- _Consignes_:
**a.** Recopiez le passage du texte fourni allant de « Ses pleurs ne » à « protecteur de stress. ».
**b.** D'après le texte fourni :
(i) Dès quel âge les pleurs et les sourires du bébé sont-ils dirigés préférentiellement vers ses donneurs de soins privilégiés ?
(ii) De quoi la socialisation ne naît-elle pas ?
(iii) Selon la citation de Stern, comment la flaque d'eau est-elle vue par le bébé ?

Sentiment de sécurité
Le bébé éprouve des besoins, des émotions, la notion de différence, avant de pouvoir se les représenter
Il éprouve précocement un sentiment de sécurité et de plaisir lié à la proximité physique et à l’accordage émotionnel avec ses donneurs de soin. En même temps, il éprouve que des besoins, des émotions peuvent ne pas être reconnues.
Ses pleurs ne sont pas entendu ou pas compris, il reçoit un biberon alors qu’il n’a pas faim mais aurait besoin d’être consolé pour se protéger d’une émotion négative…
Son sentiment de sécurité et sa représentation du sentiment d’exister dans la relation à l’autre se construisent en fonction de l’adéquation des réponses de ses donneurs de soins :
– à ses besoins physiologiques,
– à ses émotions (ses propres réactions contribuent à leur tour à entretenir les réponses des donneurs de soins…)
Un bébé accompagné à son rythme, habitué à ce que son donneur de soin anticipe son besoin de ne pas se sentir seul, à être consolé quand il semble en difficulté, peut accéder progressivement à un sentiment de sécurité dans la relation. Ressentir la proximité physique et émotionnelle de l’adulte est un besoin en soi, protecteur de stress.
Le besoin de proximité, évolue rapidement vers un besoin de relation avec des donneurs de soins privilégiés (care givers). Dès 6 mois, c’est vers eux que sont dirigés préférentiellement les pleurs et les sourires. Un peu plus tard, les étrangers peuvent devenir des déclencheurs de pleurs et non des consolateurs. Ceci s’inscrit dans la mise en place de processus d’attachement, d’exploration, d’intersubjectivité ».
Lorsque les ressentis qu’il éprouve sont reconnus par le parent, l’enfant peut se les approprier et leur attribuer une valeur. Son répertoire émotionnel se constitue puis s’enrichit.
La socialisation ne naît pas de la stricte obéissance à l’adulte mais de la capacité des enfants à découvrir progressivement dans une succession d’expériences que leurs ressentis, leurs émotions comme leurs places peuvent être différents et que cette différence est source de vie et pas seulement de danger.
Confrontation à la différence et socialisation
L’enfant expérimente progressivement que ses ressentis, ses besoins, ses désirs et ceux de ses parents peuvent ne pas concorder. L’éprouvé de la différence se poursuit avec le besoin progressif d’explorer les objets et les situations et l’introduction d’une « dimension éducative ».
Ce qui est plaisir pour lui (de la chute répétée de la cuillère au pataugeage dans la boue…) peut déclencher pour le parent du déplaisir, de la tristesse, de la colère. Stern décrit poétiquement: « la flaque d’eau vue par le bébé comme merveilleux miroir et ressentie par sa mère comme dégoûtante ! ». Ceci soulève son étonnement, sa non-compréhension. Son sentiment de sécurité en construction est mis à l’épreuve. Le bébé habitué à faire confiance à son parent dont il avait l’habitude qu’il le console sera susceptible de dépasser d’autant mieux sa difficulté que le parent continuera par ailleurs à se montrer prévenant et attentif.

- _Extrait de données_:
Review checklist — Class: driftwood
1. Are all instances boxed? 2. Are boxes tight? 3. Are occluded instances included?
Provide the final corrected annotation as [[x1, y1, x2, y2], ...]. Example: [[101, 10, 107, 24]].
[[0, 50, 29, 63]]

- _Réponses_:
**a.**
Ses pleurs ne sont pas entendu ou pas compris, il reçoit un biberon alors qu’il n’a pas faim mais aurait besoin d’être consolé pour se protéger d’une émotion négative…
Son sentiment de sécurité et sa représentation du sentiment d’exister dans la relation à l’autre se construisent en fonction de l’adéquation des réponses de ses donneurs de soins :
– à ses besoins physiologiques,
– à ses émotions (ses propres réactions contribuent à leur tour à entretenir les réponses des donneurs de soins…)
Un bébé accompagné à son rythme, habitué à ce que son donneur de soin anticipe son besoin de ne pas se sentir seul, à être consolé quand il semble en difficulté, peut accéder progressivement à un sentiment de sécurité dans la relation. Ressentir la proximité physique et émotionnelle de l’adulte est un besoin en soi, protecteur de stress.

**b.**
(i) Dès 6 mois.
(ii) De la stricte obéissance à l'adulte.
(iii) Comme un merveilleux miroir.